▸ Objective 1
Copy the rows below word for word, from the line with "One point marks each instance of the neck." through the last of the rows.

▸ Selected extract
________________________________________
"Don't sweat the petty things, and don't pet the sweaty things."
— George Carlin
I just saw that GC passed away of a heart attack over the weekend. 71 years old. He was going strong right up until the end -- he just performed a live one-hour special on HBO back in March. I'm really going to miss the guy, too.
I was weaned on comedy albums during my formative years. My parents had a fleet of LPs -- from back when comedy albums were popular to listen to at adult parties -- that included Bill Cosby, Bob Newhart, Vaughn Meader and Carlin. It was such a steady diet that it is, no doubt, what subtly led me into an ongoing career in comedy, from booking shows to performing improv and writing sketch comedy to this day.
Carlin's career in the 60's and 70's mirrored a shift in consciousness that was happening in America. He went from being a buttoned-down, necktie-wearing, straight-laced funnyman to a long-haired, blue-jeans-and-t-shirt hilarious counter-culture dude in the course of a decade. The comedic voice for an angry generation, Carlin's "Seven Words You Can't Say On TV" was the most popular tip of an devastating comic iceberg that wasn't afraid to sail full-tilt into whatever social conventions stood in its way.
"Fighting for peace is like screwing for virginity."
The heir apparent to Lenny Bruce, he helped to push the door open wider for comedian-philosophers to step out of the darkness and onto the comedy club stages. Performers who had a message but, like Carlin, wanted to wrap it up in a way that would make it not only palatable but in a form that would be passed along at the water cooler, or on the way to work.
________________________________________
Records
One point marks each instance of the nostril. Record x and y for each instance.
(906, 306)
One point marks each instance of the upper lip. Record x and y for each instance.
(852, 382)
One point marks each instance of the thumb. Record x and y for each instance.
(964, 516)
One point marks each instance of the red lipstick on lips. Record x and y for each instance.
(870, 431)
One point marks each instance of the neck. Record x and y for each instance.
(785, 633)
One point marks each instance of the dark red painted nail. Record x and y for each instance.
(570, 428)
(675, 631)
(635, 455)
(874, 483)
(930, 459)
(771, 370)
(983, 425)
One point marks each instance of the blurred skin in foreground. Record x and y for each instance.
________________________________________
▸ Objective 2
Based on the post about George Carlin, explain in one to three sentences what led the writer into a career in comedy.

▸ Full output 1
One point marks each instance of the neck. Record x and y for each instance.
(785, 633)
One point marks each instance of the dark red painted nail. Record x and y for each instance.
(570, 428)
(675, 631)
(635, 455)
(874, 483)
(930, 459)
(771, 370)
(983, 425)
One point marks each instance of the blurred skin in foreground. Record x and y for each instance.

▸ Full output 2
During their formative years, the writer grew up listening to their parents' large collection of comedy LPs, including Bill Cosby, Bob Newhart, Vaughn Meader and Carlin. The writer says this steady diet subtly led them into an ongoing career in comedy, from booking shows to performing improv and writing sketch comedy.